---------- Data for this exercise

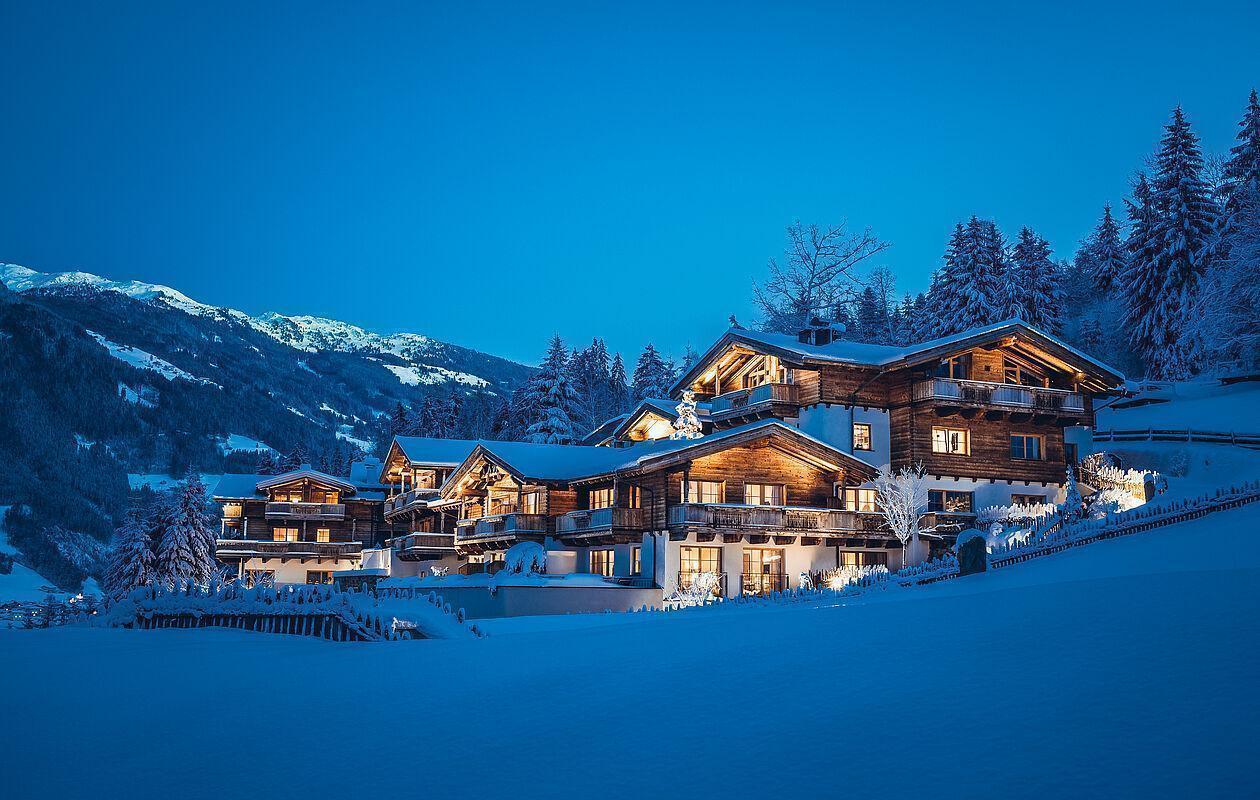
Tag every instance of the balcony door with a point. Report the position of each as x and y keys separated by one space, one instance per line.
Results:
x=762 y=571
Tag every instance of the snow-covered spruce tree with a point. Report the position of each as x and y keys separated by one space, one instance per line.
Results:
x=185 y=554
x=1176 y=228
x=1242 y=166
x=131 y=558
x=1106 y=260
x=1074 y=505
x=817 y=272
x=1032 y=290
x=901 y=498
x=555 y=400
x=969 y=281
x=688 y=423
x=1226 y=315
x=652 y=376
x=619 y=388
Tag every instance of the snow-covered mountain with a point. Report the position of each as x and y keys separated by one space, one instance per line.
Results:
x=427 y=359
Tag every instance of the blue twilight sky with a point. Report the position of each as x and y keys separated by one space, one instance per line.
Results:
x=490 y=174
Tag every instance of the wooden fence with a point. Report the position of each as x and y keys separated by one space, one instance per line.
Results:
x=1188 y=435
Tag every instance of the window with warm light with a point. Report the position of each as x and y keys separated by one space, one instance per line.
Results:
x=601 y=563
x=704 y=491
x=861 y=436
x=601 y=498
x=764 y=494
x=951 y=441
x=859 y=500
x=529 y=503
x=1027 y=446
x=944 y=502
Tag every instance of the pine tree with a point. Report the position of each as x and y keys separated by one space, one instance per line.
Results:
x=1106 y=260
x=266 y=464
x=1090 y=337
x=1031 y=289
x=185 y=554
x=652 y=376
x=1244 y=164
x=131 y=560
x=1176 y=250
x=398 y=421
x=619 y=388
x=556 y=400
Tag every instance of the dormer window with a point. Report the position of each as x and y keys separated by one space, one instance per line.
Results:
x=958 y=367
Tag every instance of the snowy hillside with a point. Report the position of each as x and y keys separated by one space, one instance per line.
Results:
x=427 y=360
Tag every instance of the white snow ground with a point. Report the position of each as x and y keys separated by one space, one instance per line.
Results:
x=1120 y=669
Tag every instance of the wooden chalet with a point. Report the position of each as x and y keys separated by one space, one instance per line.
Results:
x=301 y=525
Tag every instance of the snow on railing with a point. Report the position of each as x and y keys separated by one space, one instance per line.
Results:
x=320 y=611
x=1052 y=539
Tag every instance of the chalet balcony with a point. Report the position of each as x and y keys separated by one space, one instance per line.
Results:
x=576 y=523
x=423 y=546
x=260 y=548
x=766 y=400
x=771 y=519
x=305 y=510
x=500 y=527
x=998 y=396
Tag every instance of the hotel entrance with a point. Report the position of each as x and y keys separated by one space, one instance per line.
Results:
x=762 y=571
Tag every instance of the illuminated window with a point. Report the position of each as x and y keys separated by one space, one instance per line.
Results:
x=861 y=436
x=1027 y=446
x=693 y=561
x=704 y=491
x=861 y=558
x=764 y=494
x=953 y=441
x=1027 y=499
x=859 y=500
x=601 y=498
x=601 y=563
x=949 y=502
x=529 y=503
x=959 y=368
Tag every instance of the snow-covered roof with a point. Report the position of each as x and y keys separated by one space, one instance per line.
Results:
x=572 y=462
x=604 y=430
x=435 y=451
x=878 y=355
x=242 y=486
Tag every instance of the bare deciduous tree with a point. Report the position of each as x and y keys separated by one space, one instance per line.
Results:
x=817 y=272
x=901 y=497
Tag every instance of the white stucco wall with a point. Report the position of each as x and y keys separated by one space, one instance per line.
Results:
x=834 y=426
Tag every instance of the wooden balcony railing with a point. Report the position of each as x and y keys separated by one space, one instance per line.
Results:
x=415 y=544
x=600 y=519
x=500 y=524
x=765 y=517
x=999 y=394
x=306 y=510
x=261 y=548
x=757 y=398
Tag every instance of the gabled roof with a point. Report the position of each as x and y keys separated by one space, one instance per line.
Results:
x=531 y=462
x=243 y=486
x=604 y=431
x=886 y=357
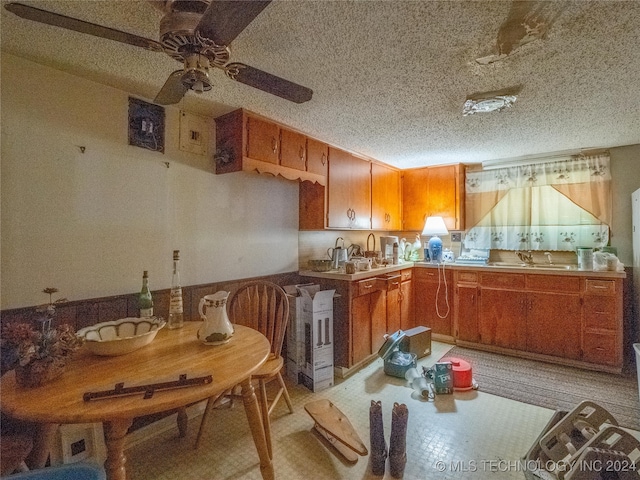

--------------------

* Exercise brief
Exactly as written, restate the lines above from the opening line through the one holding "Tag every instance of the snow-covered spruce", omitting the pictures.

* Result of the task
Tag every instance of the balcony door with a point. Report the position of each as x and y keys separated by one space, one instance per line.
Results:
x=762 y=571
Tag every instance of the snow-covered spruce tree with a point. Report the position of each as x and y keys separated by one space, one instance per line.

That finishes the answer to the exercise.